=== Begin Enclosure ===
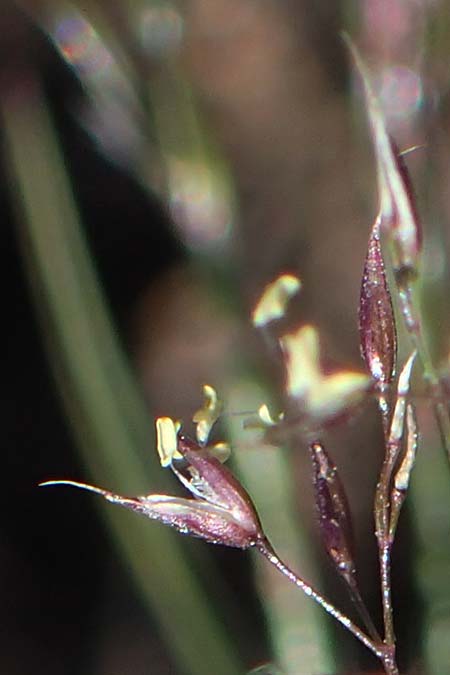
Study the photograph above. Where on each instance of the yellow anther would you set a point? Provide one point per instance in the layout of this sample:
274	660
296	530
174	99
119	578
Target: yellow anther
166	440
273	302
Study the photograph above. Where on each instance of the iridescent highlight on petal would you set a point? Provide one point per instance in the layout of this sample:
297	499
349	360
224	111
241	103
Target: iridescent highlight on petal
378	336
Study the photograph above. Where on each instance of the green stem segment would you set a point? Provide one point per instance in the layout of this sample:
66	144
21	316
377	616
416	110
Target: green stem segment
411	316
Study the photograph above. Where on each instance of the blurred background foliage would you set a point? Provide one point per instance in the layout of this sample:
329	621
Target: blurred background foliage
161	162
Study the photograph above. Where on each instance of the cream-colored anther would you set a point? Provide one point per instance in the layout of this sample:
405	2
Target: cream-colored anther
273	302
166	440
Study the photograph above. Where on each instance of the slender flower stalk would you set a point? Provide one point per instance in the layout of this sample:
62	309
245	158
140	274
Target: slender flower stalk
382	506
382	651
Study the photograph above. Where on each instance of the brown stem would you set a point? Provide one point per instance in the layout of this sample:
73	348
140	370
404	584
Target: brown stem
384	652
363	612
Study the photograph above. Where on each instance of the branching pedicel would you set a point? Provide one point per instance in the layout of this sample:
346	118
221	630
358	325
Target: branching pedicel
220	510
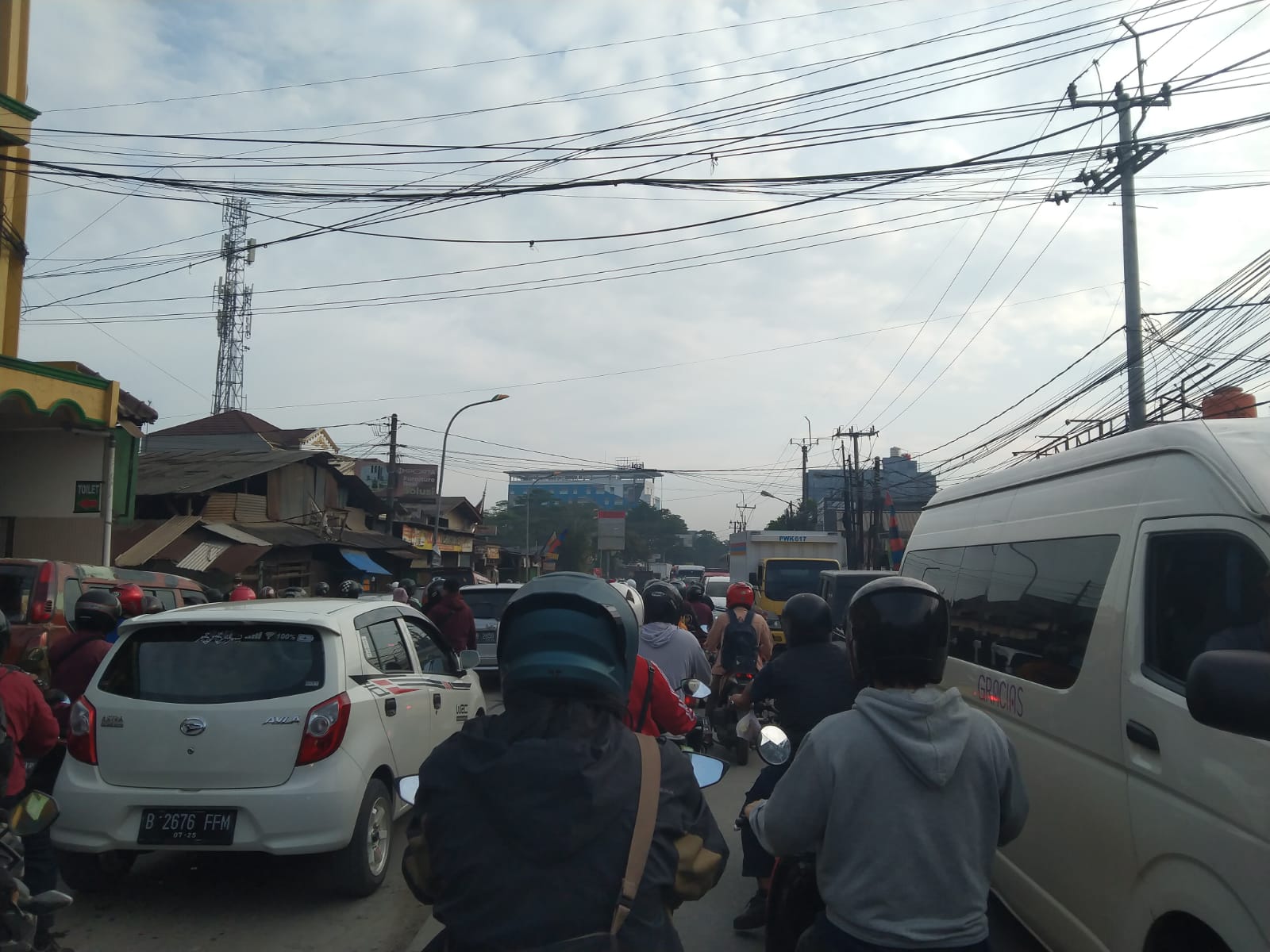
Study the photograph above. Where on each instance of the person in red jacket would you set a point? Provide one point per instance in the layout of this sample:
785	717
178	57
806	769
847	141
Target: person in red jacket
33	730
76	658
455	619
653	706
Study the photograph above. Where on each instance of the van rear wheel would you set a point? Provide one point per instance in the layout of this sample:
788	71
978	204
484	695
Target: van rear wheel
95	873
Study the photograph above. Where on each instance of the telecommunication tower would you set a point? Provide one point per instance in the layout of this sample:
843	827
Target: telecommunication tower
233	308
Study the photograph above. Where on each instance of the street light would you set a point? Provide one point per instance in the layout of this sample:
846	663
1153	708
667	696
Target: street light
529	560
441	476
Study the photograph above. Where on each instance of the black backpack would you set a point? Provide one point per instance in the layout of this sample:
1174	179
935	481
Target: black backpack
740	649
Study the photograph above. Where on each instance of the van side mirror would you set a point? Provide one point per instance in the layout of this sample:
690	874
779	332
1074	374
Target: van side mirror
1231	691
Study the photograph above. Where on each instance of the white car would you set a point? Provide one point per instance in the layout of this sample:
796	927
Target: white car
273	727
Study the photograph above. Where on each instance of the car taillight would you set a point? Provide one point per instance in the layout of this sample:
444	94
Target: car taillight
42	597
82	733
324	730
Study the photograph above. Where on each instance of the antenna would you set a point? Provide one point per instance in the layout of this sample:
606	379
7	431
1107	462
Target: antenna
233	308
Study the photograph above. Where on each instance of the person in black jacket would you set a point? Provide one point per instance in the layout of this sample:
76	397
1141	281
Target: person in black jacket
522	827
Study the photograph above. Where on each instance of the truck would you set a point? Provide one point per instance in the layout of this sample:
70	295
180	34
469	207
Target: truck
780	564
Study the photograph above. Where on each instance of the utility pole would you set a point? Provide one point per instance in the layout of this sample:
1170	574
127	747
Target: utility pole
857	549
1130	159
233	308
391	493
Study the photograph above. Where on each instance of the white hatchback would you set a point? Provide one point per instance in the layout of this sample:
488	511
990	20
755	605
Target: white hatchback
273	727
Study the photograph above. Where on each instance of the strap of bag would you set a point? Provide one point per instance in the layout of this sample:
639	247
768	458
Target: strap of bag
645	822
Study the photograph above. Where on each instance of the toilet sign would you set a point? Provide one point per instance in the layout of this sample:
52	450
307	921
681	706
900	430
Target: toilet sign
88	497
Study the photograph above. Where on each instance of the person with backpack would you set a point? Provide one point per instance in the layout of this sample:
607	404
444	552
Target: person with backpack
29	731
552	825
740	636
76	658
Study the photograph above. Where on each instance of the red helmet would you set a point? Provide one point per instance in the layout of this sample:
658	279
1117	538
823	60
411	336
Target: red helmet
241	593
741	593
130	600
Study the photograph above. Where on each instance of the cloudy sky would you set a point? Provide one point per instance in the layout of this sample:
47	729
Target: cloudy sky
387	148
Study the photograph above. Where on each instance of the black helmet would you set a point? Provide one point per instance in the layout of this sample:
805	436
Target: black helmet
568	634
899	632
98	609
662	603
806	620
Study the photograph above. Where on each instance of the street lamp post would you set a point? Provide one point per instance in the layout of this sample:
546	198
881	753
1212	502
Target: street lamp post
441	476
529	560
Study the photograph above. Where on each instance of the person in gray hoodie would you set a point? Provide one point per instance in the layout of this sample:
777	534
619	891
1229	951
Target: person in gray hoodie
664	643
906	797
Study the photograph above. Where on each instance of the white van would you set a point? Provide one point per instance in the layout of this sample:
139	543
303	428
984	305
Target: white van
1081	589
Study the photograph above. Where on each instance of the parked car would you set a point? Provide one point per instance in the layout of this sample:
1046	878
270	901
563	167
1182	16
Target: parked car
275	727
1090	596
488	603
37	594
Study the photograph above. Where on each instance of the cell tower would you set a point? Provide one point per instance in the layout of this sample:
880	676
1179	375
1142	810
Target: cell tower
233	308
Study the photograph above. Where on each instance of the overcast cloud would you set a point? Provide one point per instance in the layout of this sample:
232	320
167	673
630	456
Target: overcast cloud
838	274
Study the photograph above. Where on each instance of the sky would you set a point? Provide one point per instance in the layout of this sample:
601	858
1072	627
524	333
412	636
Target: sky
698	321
=== End Enclosure ===
| About this task |
Could you print the whole listing again, exactly, leaving the pictures out?

| Result |
Study the photograph above. Where on each instance of the yellow anther would you set a point? Provide one point per instance in the layout of this sample:
274	660
296	530
174	99
119	578
Target: yellow anther
166	440
273	302
Study the photograph above. Where on each instance of the iridescent highlight on petal would you set a point? Provide one point per instance in the layout of this sample:
297	499
349	360
224	111
241	103
Target: iridescent highlight on petal
378	336
Study the photograph above. Where on each instance of the green stem segment would you set a point? Provide one point per instance in the layout of this sample:
66	144
21	316
377	616
416	110
Target: green stem segment
411	316
Study the photograph above. Where on each instance of the blurred background foliage would you set a point? Provide one point per instance in the layout of this sample:
329	621
Target: blurred background foliage
161	162
Study the photograph above. Where on each instance of the cream-colored anther would you set a point? Provide one point per instance in the layout of this sample:
405	2
Target: cream-colored anther
273	302
166	440
Study the photograph above. Where on each instance of the slender flower stalk would you set a point? Provide one point per instance in the layout of this sample:
62	309
245	158
140	274
Target: slender flower stalk
382	506
382	651
Study the photograph above. Where on each instance of the brown stem would you set a point? Provide one point per instance in the layout of this sample:
73	348
140	370
404	584
Target: brown stem
384	652
363	612
Study the photograph above. Where on each instance of the branching pedicel would you set a point? Provide one point per instance in the layout of this sample:
346	118
221	630
358	325
Target: branching pedicel
220	510
Study the photograph above. Where on each instance of the person in red jacket would you set a point? Provide one point per instance in the layout of this sample:
785	717
178	57
806	769
847	141
Target: person in red jacket
33	730
76	658
455	619
653	706
Study the photograph above. Where on each instance of the van rear wheel would you set a point? Provide one point per instance in the layout of this sample:
788	71
978	204
484	695
Target: van rear wheel
95	873
Study the photograph above. Where on each instance of the telecommunication tower would you set a point? Provide one point per instance in the layout of this sample:
843	827
Target: telecommunication tower
233	308
Study the photograph above. Where on each instance of the street light would you set a point? Provide one point per instance in the layout of this sample:
846	663
1153	708
667	696
Target: street light
529	560
441	476
Study the photograph above. Where on each instance of the black backpack would you set a point? Provide one point per instance in the layout of this sample:
1174	179
935	481
Target: black backpack
740	649
Study the photograph above. Where on each instance of the van side mirror would you set a point? Provide one point per instance in the layout of this sample:
690	874
779	332
1074	374
Target: van side mirror
1231	691
Study the photograph above. Where on each instance of the white car would you set a point? Provide one point per instance in the layout of this sample:
796	927
Target: white car
273	727
Study the photograph above. Where on each instance of the car taillight would you set a point? Provide one point per instance in the layout of this sample:
444	94
Target: car taillight
42	597
82	733
324	730
Study the photograph above. Where on each instance of the antenna would you set a point? Provide one point per instance in the layout of this sample:
606	379
7	431
1107	462
Target: antenna
233	308
Study the photograph above. Where on each instance of the person in black jacket would you set a point? Provide one point per instance in the layout of this sample:
76	397
1141	281
Target: person in black jacket
522	827
Study the photograph above. Where on each instance of the truck would you set a point? Provide one point per instance in the layout of this sample:
70	295
180	34
469	207
Target: truck
780	564
Study the photograph above. Where on each instance of the utility pole would you set a point? Provide one point per instance in the layout of this sample:
1170	574
127	747
Target: utility pole
857	549
1130	159
233	308
391	493
Study the photograph above. Where on each instance of the white hatchback would you set a point? Provide one point per instance in the layout of this sample:
488	511
990	20
755	605
Target: white hatchback
273	727
Study the photograph above. Where on each instance of the strap of bag would you set a point? Provide one point per instance in the layout of this sample:
639	247
768	458
Target: strap of bag
645	822
Study the photograph above. Where on each instance of the toilet sign would you set a point? Provide one point per instance in the layout of this sample:
52	450
307	921
681	706
900	430
Target: toilet sign
88	497
Study the photograph above. Where on each instance of the person with backpack would you set a point? Provide one point per instance in the layout of this sample:
607	404
444	552
Target: person with backpack
29	731
552	825
740	636
76	658
Study the photograph above. Where on each instance of the red helmet would you set a point? Provide one point per instance in the layout of this sample:
658	279
1117	538
823	60
411	336
Target: red helmet
241	593
741	593
130	600
Study the photograph above. Where on each instance of the cloudy sky would you set a point? Provide one point per instance in the layout of this sample:
47	729
Target: cloudy sky
387	148
Study the photograph above. Where on each instance of the black helmet would you set a point? Provide one point per instance in the layout of this sample:
805	436
Target: black helmet
568	634
899	632
98	609
662	603
806	620
Study the photograph above. Where on each instance of the street lamp post would you set a point? Provide one point per instance in the layout of this sample:
546	198
881	753
1212	502
Target: street lamp post
441	476
529	560
Study the photograph above. Where on each instance of the person in gray hoodie would you set a point? Provide one point per instance in the layout of this sample:
777	534
619	891
1229	951
Target: person in gray hoodie
664	643
906	797
Study the photograph above. Where on each instance of the white van would you set a point? Provide one point per instance in the layout of this sample:
139	543
303	428
984	305
Target: white van
1081	589
Study the photograph above. Where on each instance of the parked car would you set a point? Provide one point per instance in the layout of this sample:
1046	878
270	901
563	167
1182	16
Target: parked car
275	727
1090	596
488	603
37	594
Study the photograph above. Where on each instance of the cell tower would you set a point? Provide one point per instance in the layout of this sample:
880	676
1179	375
1142	810
Target: cell tower
233	308
Study the photograph above. Where on each instance of the overcast cloud would you set a point? Provide one point per instance in the layout of this sample:
232	320
167	673
630	456
Target: overcast cloud
838	274
Study the photograph above. Where on each instance of the sky would you set a point? Provide one point per instance in the layout of this sample:
601	858
1072	627
524	333
412	636
Target: sky
698	321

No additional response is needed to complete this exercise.